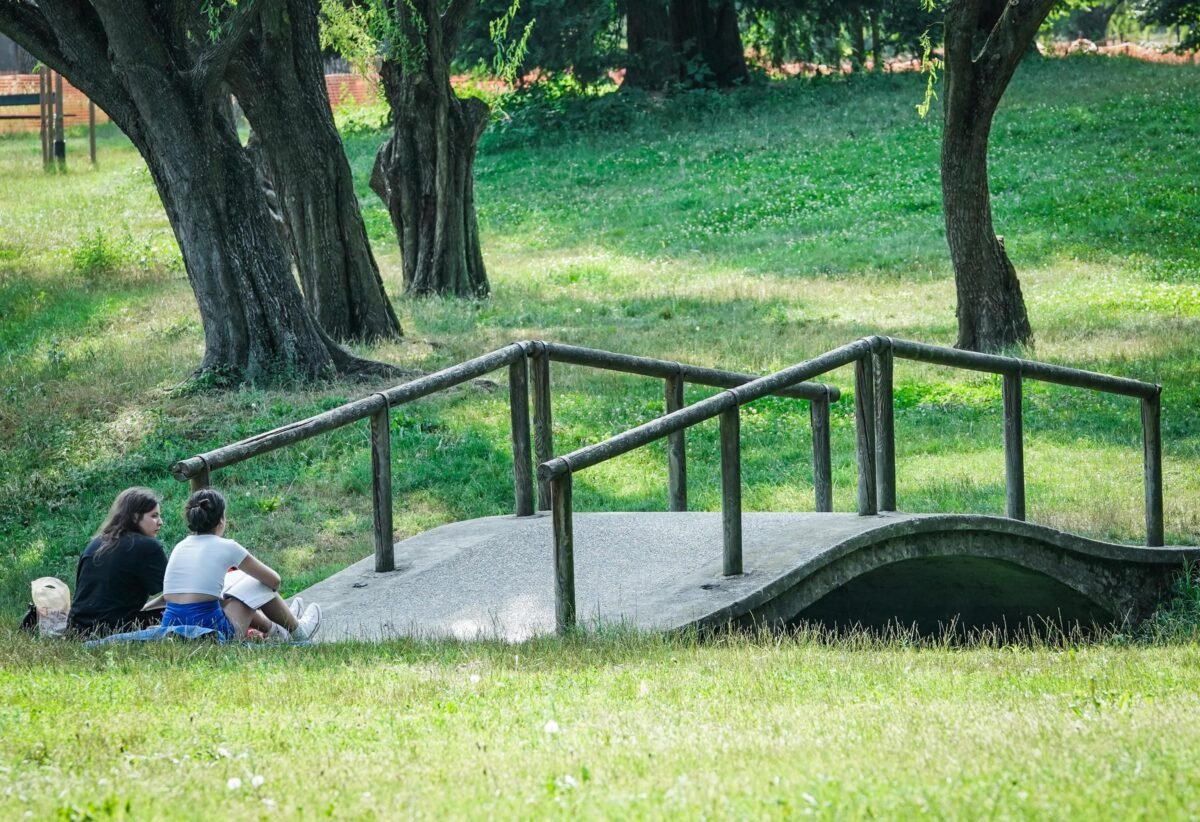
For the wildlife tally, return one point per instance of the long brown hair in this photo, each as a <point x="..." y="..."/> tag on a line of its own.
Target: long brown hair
<point x="127" y="510"/>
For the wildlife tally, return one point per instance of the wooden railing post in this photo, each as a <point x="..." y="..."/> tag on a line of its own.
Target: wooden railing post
<point x="885" y="432"/>
<point x="381" y="487"/>
<point x="519" y="413"/>
<point x="677" y="451"/>
<point x="822" y="463"/>
<point x="731" y="491"/>
<point x="1152" y="463"/>
<point x="1014" y="448"/>
<point x="543" y="432"/>
<point x="564" y="553"/>
<point x="864" y="426"/>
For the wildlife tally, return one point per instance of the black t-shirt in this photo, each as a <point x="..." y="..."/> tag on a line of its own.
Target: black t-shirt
<point x="112" y="588"/>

- **Stated task**: Reproduce every item above word for word, leaving out the pictures.

- **Solution to the exercise**:
For the wildlife tally, return one point per instance of the long brown hair in this photo, each as a <point x="..." y="..."/> tag on a line of its own.
Target: long brown hair
<point x="127" y="510"/>
For the wildlife tally, return one point per instance of the wooden railing post in this photo, each as a <point x="..." y="..."/> tag on a line of its own.
Target: wooden railing post
<point x="885" y="432"/>
<point x="381" y="487"/>
<point x="519" y="413"/>
<point x="677" y="451"/>
<point x="822" y="463"/>
<point x="731" y="491"/>
<point x="1152" y="463"/>
<point x="1014" y="448"/>
<point x="543" y="432"/>
<point x="564" y="553"/>
<point x="864" y="426"/>
For the wildlife tally, return one point per instance of the black t-shirt in this photo, each as a <point x="..." y="..."/> tag on a line of its own.
Target: black t-shirt
<point x="112" y="588"/>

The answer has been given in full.